In the passage on moral principle, which novel does the writer say puts flesh and blood around the issue of morality?

* Text section:

>>>

During the past few pages I have raised several
examples of the decline of moral principle. A book could be devoted solely to
the manifestations of it. But such a study is not within the purposes of this
present essay. The question we are really concerned with here is the question
of "Are we to hold principles?"
So that we would take this question seriously, it has been necessary to
become sensitive to the challenge that has been thrown up to morality. Present
day Americans do not resoundingly answer "yes" to the question.
The answer, of course, must be
"yes." Principles are
essential. We must have them and they must be sound libertarian principles
cementing a social relationship that will make possible emergent life. But as
with all things, the mere answer is not enough. We must appreciate fully the
compulsion of the answer, and the
appreciation must be emotional as well as mental.
When I read Tolstoy's War and Peace, I
was struck by the great problems raised in that book. His novel places flesh
and blood around the issue of morality. To appreciate fully the need for moral principles a person must see what
they mean to human beings in
terms of the joys and agonies of actual life.
War and Peace is a good place to gain this perspective.
Tolstoy himself did not discuss the relation of morality as such to the great
perplexing problem he raised, but he expressed the problem powerfully and it is
a problem to which morality is the only answer.
What is this perplexity of which he
wrote? And how does morality relate to it?

<<<

* Information supplied:
>>>

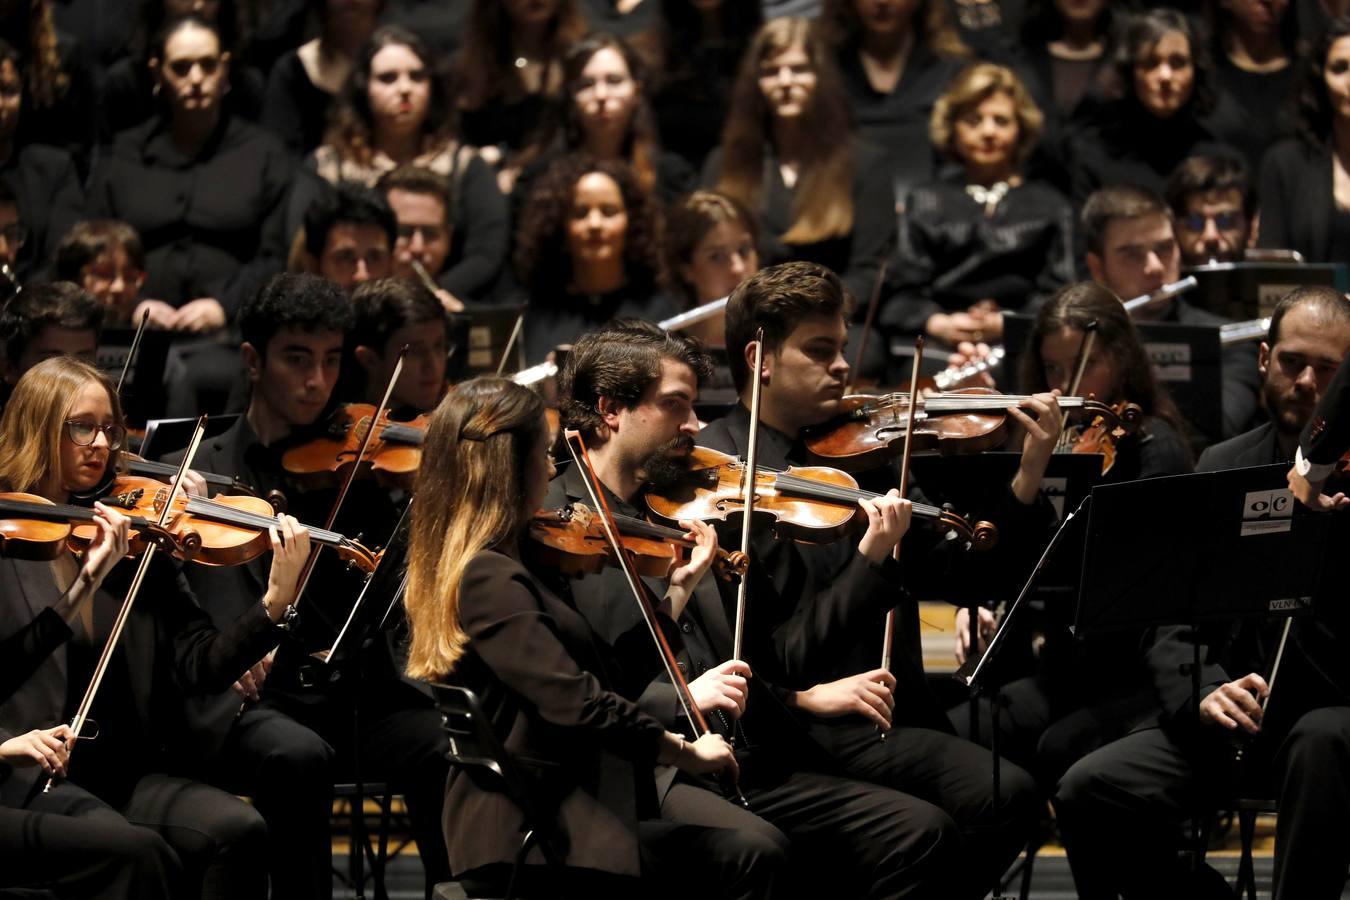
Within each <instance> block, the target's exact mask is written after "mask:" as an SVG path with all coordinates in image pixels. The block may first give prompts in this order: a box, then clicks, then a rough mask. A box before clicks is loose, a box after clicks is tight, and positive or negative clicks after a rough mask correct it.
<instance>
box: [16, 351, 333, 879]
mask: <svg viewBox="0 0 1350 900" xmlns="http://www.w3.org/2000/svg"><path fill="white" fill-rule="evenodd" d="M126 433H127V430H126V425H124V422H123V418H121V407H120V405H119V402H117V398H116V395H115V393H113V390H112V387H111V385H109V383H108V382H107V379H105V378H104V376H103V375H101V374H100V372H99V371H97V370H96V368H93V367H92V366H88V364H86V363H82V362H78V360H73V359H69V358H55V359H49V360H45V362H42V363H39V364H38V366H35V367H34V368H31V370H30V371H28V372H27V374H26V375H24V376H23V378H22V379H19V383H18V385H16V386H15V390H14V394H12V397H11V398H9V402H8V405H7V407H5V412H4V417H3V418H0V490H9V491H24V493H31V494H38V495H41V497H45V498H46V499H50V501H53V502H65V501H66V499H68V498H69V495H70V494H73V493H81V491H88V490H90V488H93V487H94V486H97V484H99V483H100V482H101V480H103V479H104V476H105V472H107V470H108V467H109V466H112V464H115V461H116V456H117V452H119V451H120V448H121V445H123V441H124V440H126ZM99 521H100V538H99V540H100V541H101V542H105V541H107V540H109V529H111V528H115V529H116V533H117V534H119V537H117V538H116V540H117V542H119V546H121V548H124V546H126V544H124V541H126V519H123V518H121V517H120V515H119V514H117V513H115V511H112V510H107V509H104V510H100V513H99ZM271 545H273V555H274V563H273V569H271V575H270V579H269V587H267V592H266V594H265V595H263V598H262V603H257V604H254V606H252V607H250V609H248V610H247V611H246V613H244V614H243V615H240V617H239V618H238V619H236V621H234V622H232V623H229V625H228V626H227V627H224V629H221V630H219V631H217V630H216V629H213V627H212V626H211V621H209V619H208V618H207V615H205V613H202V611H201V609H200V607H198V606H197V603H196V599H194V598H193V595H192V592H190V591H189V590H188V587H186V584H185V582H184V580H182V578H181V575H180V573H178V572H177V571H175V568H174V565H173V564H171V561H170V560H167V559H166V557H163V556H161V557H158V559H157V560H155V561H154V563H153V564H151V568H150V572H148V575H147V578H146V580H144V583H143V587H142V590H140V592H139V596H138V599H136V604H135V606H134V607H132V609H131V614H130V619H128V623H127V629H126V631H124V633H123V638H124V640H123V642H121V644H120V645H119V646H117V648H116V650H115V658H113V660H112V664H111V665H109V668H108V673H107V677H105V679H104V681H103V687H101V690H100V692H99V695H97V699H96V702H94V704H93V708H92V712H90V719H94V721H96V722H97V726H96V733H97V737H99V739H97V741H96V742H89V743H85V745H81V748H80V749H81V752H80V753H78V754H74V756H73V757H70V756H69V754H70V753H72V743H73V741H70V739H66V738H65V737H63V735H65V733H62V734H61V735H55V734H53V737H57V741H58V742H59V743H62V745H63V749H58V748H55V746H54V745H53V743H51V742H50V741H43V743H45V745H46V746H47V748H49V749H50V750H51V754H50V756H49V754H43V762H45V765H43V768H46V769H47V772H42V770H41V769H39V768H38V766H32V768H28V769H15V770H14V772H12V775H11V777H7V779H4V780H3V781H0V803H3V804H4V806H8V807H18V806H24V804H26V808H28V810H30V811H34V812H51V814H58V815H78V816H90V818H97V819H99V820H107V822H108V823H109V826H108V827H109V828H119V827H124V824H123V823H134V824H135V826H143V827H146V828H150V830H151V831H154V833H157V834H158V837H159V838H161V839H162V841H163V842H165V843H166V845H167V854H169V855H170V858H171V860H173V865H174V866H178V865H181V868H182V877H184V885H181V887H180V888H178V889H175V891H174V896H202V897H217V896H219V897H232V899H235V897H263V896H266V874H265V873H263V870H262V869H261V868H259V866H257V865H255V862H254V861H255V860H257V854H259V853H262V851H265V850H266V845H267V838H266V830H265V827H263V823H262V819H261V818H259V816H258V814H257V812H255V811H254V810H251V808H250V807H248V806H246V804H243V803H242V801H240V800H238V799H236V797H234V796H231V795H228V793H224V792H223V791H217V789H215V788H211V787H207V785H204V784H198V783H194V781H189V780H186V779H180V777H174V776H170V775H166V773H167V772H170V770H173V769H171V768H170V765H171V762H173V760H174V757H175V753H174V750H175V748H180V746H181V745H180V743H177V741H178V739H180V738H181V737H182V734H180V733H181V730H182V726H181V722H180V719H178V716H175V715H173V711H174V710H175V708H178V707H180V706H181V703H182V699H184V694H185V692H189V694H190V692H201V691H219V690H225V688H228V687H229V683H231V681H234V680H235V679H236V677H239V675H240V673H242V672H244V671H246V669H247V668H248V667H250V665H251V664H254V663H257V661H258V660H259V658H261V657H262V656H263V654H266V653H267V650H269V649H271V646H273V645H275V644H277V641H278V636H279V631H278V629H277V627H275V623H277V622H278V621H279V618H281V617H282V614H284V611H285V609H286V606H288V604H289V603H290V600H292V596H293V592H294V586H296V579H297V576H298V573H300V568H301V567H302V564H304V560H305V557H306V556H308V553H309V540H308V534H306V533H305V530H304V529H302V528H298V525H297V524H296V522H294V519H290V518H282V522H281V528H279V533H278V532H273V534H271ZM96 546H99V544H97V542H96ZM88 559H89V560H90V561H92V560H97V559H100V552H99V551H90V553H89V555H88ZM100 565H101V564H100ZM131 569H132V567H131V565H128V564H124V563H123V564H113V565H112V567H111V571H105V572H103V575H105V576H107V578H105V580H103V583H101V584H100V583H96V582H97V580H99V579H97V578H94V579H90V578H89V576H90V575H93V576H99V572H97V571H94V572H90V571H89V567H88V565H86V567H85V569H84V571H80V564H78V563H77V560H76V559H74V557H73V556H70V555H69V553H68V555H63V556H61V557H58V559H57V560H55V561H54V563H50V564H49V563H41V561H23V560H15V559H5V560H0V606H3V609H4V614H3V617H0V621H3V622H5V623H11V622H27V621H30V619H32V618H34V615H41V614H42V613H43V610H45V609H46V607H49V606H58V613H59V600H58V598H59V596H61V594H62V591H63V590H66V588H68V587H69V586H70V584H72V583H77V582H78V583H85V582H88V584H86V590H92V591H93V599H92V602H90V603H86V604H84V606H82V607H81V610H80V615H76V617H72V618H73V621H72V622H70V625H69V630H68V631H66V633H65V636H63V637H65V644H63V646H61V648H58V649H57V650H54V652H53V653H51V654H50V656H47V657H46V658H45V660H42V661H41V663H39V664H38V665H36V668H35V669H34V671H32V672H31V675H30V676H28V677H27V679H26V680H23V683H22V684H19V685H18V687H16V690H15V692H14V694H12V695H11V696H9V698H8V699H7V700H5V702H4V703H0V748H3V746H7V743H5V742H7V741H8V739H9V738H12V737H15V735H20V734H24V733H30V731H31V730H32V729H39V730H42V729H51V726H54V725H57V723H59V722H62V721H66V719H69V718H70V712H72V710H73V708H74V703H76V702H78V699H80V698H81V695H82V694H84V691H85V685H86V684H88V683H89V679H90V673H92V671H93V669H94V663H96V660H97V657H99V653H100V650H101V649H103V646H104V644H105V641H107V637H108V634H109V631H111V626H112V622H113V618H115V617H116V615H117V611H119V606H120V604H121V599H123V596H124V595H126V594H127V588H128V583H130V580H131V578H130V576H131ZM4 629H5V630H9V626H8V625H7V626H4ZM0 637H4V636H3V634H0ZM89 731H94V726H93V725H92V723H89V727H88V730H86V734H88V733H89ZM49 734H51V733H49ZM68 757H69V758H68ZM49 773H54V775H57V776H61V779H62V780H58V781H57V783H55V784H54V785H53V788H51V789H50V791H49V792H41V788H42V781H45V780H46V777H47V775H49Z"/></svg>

<<<

* Answer to this task: Tolstoy's War and Peace.